* _TASK TO CARRY OUT_:
Copy each of these rows without changing anything.

Collected data:
______________________________
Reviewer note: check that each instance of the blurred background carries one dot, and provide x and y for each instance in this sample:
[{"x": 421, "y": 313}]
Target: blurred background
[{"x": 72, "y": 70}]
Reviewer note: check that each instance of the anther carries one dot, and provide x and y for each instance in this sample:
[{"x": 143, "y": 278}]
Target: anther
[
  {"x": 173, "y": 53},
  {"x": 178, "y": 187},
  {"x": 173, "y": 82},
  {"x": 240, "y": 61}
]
______________________________
* _TASK RESULT_:
Reviewer note: check that each instance of the blurred background carries one dot, and provide x and y for each instance in this sample:
[{"x": 421, "y": 313}]
Target: blurred background
[{"x": 72, "y": 70}]
Reviewer note: check that each instance of the anther carries one dot, and provide x and y for each instance in this sample:
[{"x": 143, "y": 278}]
Target: anther
[
  {"x": 173, "y": 53},
  {"x": 178, "y": 187},
  {"x": 173, "y": 82},
  {"x": 240, "y": 61}
]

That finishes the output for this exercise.